> Work to be completed
Look below for the line holding "compact form (154,248)." and the line holding "compact form (123,9).". Transcribe exactly those lines and all lines between them, nothing more.
=====
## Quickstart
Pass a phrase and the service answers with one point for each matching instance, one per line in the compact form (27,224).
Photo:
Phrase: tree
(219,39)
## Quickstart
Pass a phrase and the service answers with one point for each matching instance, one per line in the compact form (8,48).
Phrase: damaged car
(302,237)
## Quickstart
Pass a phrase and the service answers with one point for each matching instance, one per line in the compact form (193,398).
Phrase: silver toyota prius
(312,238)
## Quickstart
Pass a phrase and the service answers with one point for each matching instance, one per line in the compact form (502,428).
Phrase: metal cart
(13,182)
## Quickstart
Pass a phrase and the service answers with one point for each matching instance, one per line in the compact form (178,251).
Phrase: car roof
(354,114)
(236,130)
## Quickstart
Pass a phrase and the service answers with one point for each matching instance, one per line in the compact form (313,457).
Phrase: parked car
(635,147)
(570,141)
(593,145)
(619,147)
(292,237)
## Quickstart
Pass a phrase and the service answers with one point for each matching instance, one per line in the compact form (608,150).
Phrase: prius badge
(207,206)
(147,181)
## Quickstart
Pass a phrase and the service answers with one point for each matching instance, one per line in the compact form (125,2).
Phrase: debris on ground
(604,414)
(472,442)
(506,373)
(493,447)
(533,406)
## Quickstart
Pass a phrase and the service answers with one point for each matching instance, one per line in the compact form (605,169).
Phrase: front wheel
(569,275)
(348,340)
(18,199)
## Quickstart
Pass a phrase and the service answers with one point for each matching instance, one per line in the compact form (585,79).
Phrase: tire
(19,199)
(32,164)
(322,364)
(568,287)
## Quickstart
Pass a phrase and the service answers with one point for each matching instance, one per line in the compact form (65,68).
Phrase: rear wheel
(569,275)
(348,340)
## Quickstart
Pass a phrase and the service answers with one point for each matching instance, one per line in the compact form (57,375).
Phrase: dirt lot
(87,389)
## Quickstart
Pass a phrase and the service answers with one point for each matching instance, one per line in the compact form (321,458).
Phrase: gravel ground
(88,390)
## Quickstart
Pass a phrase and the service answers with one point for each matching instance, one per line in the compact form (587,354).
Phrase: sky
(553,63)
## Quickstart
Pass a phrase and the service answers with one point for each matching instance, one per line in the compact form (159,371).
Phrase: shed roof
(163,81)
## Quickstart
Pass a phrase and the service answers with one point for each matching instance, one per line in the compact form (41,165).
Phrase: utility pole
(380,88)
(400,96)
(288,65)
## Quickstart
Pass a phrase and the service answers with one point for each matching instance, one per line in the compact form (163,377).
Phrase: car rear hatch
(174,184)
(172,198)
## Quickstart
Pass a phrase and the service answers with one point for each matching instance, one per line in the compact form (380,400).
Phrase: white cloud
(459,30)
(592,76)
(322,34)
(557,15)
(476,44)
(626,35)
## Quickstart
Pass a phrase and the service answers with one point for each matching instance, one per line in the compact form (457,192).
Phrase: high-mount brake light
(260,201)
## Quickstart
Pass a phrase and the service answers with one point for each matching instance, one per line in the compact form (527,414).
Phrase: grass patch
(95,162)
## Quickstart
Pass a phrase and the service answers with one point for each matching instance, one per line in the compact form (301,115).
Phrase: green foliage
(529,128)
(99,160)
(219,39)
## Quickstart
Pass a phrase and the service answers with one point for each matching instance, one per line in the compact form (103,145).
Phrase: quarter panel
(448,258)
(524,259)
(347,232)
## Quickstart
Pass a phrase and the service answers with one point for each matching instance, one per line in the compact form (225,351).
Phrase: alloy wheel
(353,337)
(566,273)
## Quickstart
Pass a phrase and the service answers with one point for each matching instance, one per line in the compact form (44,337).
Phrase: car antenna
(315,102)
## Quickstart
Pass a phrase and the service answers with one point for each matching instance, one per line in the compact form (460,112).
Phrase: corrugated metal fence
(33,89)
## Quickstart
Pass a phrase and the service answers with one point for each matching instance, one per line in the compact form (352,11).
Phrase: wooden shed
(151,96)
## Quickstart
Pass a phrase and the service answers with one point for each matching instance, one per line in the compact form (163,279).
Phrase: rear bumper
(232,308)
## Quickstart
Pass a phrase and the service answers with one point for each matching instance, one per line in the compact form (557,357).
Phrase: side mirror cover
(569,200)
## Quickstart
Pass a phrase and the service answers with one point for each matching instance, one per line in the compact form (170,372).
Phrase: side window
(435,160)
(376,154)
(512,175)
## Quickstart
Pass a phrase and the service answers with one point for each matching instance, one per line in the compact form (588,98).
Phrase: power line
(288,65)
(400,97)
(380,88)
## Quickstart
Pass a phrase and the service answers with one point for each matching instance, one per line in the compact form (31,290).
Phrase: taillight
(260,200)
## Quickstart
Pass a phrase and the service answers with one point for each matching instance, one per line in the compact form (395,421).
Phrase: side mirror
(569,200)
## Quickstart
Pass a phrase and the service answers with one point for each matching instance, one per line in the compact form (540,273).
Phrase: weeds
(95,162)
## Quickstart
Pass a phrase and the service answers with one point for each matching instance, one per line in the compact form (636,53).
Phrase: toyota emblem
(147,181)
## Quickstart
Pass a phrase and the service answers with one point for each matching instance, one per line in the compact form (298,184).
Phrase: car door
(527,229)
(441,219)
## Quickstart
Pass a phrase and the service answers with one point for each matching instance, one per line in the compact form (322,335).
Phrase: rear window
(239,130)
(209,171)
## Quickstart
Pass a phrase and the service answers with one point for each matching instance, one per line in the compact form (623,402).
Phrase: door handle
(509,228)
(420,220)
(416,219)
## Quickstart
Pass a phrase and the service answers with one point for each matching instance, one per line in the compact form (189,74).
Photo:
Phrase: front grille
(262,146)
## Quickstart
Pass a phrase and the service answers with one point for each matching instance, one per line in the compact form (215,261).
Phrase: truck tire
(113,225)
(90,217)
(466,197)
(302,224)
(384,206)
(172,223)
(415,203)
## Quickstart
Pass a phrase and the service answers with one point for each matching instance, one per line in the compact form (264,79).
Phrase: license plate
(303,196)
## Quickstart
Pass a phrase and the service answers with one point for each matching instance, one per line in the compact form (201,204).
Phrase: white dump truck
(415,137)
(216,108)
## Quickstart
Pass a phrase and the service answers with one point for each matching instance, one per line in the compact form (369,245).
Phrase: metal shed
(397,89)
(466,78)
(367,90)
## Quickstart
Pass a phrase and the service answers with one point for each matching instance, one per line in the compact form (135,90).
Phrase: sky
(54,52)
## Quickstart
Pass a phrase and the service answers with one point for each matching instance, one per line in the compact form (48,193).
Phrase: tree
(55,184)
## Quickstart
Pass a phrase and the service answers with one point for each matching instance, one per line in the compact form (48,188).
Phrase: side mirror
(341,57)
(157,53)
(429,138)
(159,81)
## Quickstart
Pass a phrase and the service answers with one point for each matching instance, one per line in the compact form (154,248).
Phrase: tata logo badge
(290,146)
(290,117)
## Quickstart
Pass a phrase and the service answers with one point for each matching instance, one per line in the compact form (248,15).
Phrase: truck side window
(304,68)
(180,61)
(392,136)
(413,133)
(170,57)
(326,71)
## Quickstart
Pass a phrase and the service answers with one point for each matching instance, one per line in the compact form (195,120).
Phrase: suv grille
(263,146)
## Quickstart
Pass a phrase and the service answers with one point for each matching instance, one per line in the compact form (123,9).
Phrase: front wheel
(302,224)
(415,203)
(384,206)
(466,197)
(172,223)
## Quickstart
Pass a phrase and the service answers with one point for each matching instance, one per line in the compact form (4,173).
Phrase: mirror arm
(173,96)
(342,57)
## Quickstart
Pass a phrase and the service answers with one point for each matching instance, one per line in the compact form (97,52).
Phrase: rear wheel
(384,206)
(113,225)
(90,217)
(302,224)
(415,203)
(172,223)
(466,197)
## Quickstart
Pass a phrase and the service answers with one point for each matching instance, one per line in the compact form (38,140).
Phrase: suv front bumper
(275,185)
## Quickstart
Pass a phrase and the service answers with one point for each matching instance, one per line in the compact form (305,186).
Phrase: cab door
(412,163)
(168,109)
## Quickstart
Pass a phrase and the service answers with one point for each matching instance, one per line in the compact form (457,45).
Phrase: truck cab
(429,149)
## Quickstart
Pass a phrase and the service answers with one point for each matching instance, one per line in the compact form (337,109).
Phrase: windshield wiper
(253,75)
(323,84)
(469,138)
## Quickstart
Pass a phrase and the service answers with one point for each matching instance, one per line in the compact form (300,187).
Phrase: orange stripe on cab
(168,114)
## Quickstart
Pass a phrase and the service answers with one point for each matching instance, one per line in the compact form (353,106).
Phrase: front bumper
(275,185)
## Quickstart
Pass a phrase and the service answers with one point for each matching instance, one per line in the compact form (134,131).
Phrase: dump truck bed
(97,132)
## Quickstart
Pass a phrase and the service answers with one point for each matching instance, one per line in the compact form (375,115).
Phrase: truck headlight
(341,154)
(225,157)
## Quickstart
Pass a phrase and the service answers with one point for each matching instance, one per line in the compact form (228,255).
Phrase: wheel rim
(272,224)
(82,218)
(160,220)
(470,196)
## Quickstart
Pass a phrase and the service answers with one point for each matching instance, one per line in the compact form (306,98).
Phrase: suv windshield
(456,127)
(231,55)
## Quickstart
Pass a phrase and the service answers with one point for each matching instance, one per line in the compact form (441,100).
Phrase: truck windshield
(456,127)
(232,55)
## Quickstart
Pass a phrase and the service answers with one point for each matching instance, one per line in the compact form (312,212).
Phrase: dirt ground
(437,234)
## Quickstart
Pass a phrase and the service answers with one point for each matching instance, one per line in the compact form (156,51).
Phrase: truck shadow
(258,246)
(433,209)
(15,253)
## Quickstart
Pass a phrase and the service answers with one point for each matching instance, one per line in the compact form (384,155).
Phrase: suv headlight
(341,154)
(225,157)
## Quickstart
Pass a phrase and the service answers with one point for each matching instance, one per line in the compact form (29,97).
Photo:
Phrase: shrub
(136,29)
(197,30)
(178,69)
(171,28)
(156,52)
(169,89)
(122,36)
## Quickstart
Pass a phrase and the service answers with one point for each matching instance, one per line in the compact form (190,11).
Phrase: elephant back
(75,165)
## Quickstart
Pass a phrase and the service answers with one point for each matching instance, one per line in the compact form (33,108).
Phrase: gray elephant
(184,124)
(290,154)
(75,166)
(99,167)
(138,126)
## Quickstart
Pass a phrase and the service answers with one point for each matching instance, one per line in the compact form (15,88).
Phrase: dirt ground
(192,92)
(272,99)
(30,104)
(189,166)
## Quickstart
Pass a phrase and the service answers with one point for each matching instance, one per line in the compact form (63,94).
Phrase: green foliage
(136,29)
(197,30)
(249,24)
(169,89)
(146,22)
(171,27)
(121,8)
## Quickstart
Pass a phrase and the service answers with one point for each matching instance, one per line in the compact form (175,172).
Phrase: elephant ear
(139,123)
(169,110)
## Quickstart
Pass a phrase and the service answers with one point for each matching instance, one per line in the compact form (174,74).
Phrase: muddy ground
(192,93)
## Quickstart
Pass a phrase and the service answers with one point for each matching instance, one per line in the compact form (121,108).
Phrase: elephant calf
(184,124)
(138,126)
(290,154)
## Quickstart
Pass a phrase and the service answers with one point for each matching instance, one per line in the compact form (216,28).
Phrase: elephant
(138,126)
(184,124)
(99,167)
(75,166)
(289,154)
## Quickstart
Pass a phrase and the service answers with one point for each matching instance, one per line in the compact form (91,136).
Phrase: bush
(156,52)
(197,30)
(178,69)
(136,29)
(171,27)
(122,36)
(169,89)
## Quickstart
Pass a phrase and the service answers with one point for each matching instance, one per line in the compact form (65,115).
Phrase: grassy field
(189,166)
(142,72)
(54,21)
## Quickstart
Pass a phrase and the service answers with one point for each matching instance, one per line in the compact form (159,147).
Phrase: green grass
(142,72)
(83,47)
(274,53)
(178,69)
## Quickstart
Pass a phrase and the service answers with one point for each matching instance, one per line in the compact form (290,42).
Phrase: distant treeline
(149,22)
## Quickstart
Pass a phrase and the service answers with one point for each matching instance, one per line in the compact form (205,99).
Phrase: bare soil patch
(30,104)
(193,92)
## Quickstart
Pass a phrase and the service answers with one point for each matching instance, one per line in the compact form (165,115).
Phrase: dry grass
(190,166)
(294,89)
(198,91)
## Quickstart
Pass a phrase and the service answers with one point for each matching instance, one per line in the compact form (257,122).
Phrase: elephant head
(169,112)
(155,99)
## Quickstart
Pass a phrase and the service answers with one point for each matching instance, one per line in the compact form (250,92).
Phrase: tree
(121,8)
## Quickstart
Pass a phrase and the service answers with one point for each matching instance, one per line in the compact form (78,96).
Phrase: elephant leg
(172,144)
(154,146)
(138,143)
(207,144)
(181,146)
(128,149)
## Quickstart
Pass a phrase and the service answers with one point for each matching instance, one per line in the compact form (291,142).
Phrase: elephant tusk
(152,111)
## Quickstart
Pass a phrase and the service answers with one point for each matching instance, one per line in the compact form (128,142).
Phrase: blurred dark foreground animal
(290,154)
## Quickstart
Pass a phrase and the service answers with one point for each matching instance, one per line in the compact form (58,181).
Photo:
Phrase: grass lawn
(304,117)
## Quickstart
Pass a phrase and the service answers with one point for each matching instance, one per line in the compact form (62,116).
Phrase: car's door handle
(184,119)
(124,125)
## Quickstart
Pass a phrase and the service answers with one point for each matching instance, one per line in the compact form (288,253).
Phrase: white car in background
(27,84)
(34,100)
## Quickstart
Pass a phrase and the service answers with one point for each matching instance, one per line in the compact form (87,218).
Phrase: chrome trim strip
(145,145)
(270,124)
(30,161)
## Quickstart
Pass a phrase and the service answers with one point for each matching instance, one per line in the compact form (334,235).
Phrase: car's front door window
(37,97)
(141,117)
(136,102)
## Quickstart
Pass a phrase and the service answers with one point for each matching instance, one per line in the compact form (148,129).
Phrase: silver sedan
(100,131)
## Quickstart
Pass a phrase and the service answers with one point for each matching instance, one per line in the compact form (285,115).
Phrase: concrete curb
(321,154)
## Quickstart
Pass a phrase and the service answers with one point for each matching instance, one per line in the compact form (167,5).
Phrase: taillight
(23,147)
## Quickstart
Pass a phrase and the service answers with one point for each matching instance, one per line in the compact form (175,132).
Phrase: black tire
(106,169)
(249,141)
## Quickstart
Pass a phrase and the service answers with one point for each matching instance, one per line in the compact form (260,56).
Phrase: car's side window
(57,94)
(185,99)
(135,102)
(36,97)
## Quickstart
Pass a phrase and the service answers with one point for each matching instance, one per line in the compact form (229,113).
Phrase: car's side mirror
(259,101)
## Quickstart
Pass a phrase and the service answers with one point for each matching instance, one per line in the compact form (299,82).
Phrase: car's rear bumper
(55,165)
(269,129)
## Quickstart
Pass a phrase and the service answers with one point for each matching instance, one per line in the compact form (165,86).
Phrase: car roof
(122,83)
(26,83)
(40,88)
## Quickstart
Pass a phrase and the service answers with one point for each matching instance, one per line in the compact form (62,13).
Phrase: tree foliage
=====
> Result for this exercise
Pass a phrase and the service answers with one point for each matching instance, one per line in the compact form (154,248).
Phrase: tata logo badge
(290,146)
(290,117)
## Quickstart
Pass a phrase and the service answers with one point for each matching instance, one per line in the compact form (248,15).
Phrase: truck side window
(304,68)
(180,61)
(392,136)
(413,133)
(170,57)
(326,71)
## Quickstart
Pass a phrase and the service answers with one point for each matching instance, one per line in the compact form (195,120).
Phrase: suv grille
(263,146)
## Quickstart
Pass a phrase and the service answers with one point for each matching instance, one per line in the compact form (123,9).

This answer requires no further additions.